## [EXTRACTED TEXT]
Content starts

In this final selection of poems, the poem/painting pairings are especially evocative. Viewed together they suggest a third dimension beyond either art form—a dimension that exists between the paired works and the receptive reader/viewer. They draw us into the union of word and image. In Warren’s “Field: Two Marks,” a rose hue seems to press up against the whitish surface, while a grey layer at the edges suggests a slate-like bedrock. Larger markings in the whitish surface look like letters not yet readable as a message. The diptych is stacked vertically, suggesting the upper and lower fields of Jane’s poem, “Farm in My Mind.”

“Valentine” is paired with an untitled oil on canvas, a white painting with a lower back border, looking rather like a piece of manuscript with small rows of letter-like markings. The impossible offering of a “valentine of snow” evokes the fingers and lips of the beloved, no longer present or able to melt the fragile missive.

Content ends

## [ACTIVITY]
Copy out the full commentary on the poem and painting pairings above, word for word.

## [RECORDED DATA]
Content starts

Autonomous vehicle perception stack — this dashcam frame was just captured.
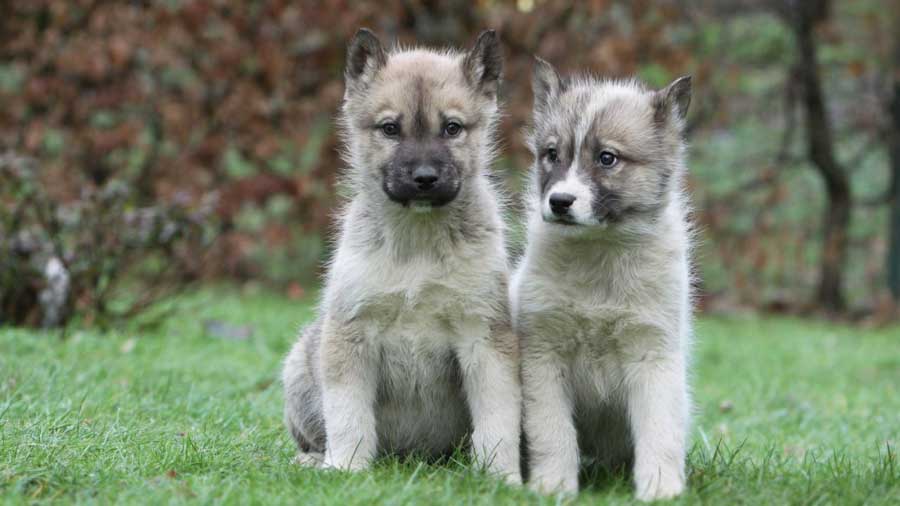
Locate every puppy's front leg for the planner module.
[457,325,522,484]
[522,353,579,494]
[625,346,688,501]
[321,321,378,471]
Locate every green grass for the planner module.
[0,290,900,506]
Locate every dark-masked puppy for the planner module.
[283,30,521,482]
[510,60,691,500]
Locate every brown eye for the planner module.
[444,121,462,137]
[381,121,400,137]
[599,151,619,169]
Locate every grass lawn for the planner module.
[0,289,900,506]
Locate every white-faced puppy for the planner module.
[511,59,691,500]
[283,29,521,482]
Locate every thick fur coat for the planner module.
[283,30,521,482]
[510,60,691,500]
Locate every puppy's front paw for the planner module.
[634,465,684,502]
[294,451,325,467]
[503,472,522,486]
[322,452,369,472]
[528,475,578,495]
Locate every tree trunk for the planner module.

Content ends

## [ANSWER SPACE]
In this final selection of poems, the poem/painting pairings are especially evocative. Viewed together they suggest a third dimension beyond either art form—a dimension that exists between the paired works and the receptive reader/viewer. They draw us into the union of word and image. In Warren’s “Field: Two Marks,” a rose hue seems to press up against the whitish surface, while a grey layer at the edges suggests a slate-like bedrock. Larger markings in the whitish surface look like letters not yet readable as a message. The diptych is stacked vertically, suggesting the upper and lower fields of Jane’s poem, “Farm in My Mind.”

“Valentine” is paired with an untitled oil on canvas, a white painting with a lower back border, looking rather like a piece of manuscript with small rows of letter-like markings. The impossible offering of a “valentine of snow” evokes the fingers and lips of the beloved, no longer present or able to melt the fragile missive.